Exercise instructions |
Once the line holding "Target: black table leg" appears, repeat it and each line after it to the end of the data, exactly and with nothing else; pictures stay out.

Given data |
╔══

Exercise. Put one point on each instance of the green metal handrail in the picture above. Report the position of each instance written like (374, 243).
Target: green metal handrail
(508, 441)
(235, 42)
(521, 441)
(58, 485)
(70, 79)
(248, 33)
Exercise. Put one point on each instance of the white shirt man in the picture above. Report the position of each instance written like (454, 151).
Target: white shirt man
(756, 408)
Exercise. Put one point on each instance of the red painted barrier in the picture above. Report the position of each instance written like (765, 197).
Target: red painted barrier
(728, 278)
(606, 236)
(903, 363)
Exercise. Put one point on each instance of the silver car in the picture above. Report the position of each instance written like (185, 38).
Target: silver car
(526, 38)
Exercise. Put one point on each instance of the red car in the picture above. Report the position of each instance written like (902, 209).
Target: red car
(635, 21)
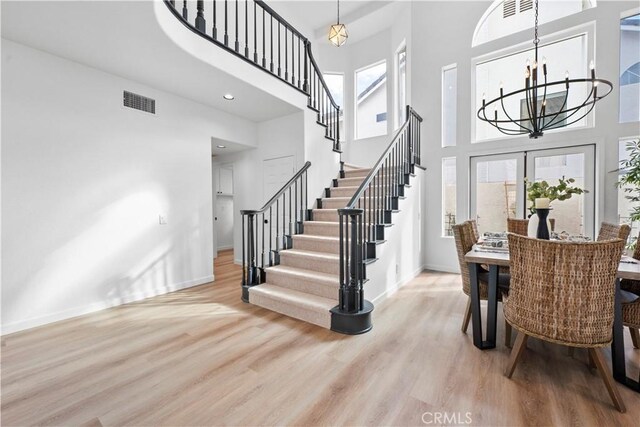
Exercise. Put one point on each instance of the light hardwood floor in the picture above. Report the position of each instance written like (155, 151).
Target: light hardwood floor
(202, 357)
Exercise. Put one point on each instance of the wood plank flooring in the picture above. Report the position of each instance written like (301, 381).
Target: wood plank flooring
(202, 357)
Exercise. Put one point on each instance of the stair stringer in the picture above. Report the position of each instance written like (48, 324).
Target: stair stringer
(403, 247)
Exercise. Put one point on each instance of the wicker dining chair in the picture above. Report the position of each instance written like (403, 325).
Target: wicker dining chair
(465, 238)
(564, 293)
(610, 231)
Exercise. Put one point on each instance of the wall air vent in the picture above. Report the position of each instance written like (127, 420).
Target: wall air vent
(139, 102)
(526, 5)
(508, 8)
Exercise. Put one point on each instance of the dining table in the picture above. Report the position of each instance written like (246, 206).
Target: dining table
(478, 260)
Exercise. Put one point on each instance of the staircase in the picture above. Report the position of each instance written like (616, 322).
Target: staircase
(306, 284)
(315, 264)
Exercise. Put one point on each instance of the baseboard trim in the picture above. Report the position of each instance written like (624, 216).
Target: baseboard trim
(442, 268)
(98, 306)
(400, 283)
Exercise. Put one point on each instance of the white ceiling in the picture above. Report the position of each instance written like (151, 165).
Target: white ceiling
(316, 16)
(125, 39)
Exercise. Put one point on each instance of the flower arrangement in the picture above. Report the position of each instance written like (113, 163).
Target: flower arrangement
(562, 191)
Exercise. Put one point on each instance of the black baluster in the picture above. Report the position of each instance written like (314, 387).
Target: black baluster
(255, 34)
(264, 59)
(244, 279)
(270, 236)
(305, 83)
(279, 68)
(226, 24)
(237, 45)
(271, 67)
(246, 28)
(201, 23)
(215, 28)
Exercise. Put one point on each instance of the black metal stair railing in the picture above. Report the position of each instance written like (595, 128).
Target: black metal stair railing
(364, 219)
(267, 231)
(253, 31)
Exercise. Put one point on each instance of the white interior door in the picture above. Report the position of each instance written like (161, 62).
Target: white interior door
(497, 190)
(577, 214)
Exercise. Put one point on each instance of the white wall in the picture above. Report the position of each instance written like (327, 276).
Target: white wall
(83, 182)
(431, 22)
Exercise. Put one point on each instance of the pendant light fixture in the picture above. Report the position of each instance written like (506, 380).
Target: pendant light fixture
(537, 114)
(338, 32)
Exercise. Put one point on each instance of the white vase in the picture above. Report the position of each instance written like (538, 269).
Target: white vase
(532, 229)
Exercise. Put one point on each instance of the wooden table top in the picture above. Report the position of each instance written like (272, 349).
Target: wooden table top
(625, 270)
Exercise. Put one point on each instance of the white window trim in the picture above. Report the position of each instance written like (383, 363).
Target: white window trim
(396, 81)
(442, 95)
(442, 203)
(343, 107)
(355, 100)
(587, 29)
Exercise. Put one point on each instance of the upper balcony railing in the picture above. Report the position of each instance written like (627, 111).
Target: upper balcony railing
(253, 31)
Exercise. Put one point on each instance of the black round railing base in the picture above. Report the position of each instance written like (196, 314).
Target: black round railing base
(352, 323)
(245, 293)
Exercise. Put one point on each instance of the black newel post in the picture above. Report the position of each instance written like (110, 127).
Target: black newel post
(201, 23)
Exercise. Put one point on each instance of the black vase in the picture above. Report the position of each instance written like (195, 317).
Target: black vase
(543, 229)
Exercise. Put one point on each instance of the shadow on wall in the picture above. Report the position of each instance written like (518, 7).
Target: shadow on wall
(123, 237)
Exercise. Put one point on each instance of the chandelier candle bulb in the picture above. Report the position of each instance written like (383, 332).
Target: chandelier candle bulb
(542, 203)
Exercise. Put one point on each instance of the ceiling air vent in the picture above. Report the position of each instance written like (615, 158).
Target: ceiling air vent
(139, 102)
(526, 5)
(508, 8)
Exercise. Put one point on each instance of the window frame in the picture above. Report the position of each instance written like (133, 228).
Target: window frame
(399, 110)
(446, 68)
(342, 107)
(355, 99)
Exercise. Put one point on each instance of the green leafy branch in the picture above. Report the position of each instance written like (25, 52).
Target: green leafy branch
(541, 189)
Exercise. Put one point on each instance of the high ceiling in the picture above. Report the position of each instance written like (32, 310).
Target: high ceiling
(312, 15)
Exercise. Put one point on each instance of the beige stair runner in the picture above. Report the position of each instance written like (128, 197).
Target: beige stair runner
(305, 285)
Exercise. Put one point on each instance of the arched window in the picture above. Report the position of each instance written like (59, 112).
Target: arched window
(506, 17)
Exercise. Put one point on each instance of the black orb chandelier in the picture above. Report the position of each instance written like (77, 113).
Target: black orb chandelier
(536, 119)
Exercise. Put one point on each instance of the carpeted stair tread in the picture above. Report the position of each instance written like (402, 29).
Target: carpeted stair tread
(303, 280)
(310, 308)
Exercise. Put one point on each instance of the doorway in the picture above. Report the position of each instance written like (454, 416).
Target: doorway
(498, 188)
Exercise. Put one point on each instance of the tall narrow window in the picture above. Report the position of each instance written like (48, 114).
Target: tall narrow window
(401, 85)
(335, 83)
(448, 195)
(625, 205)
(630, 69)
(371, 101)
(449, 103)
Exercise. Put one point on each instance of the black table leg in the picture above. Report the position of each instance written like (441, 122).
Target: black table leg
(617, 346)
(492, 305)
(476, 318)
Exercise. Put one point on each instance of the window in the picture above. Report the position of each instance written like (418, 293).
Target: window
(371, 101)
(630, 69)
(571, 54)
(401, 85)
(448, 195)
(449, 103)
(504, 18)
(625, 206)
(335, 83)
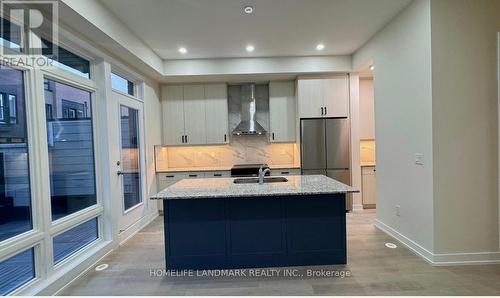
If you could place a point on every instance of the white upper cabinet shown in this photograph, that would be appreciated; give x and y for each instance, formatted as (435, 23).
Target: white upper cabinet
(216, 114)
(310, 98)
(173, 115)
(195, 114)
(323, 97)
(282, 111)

╚══

Solution for this exercise |
Target: black table leg
(617, 346)
(492, 305)
(476, 318)
Exercise. Put one point on each instance of the window in the picture above. Report the position of each instance written like (418, 293).
Target: window
(371, 101)
(630, 69)
(571, 54)
(401, 85)
(448, 195)
(449, 103)
(504, 18)
(625, 206)
(335, 83)
If you could place a point on every instance of the white upper cabinet shown in this photograph, that would be appreciated; give x and y for each instance, formatted as (435, 23).
Target: white upper cabinet
(216, 114)
(310, 98)
(173, 115)
(195, 114)
(323, 97)
(282, 111)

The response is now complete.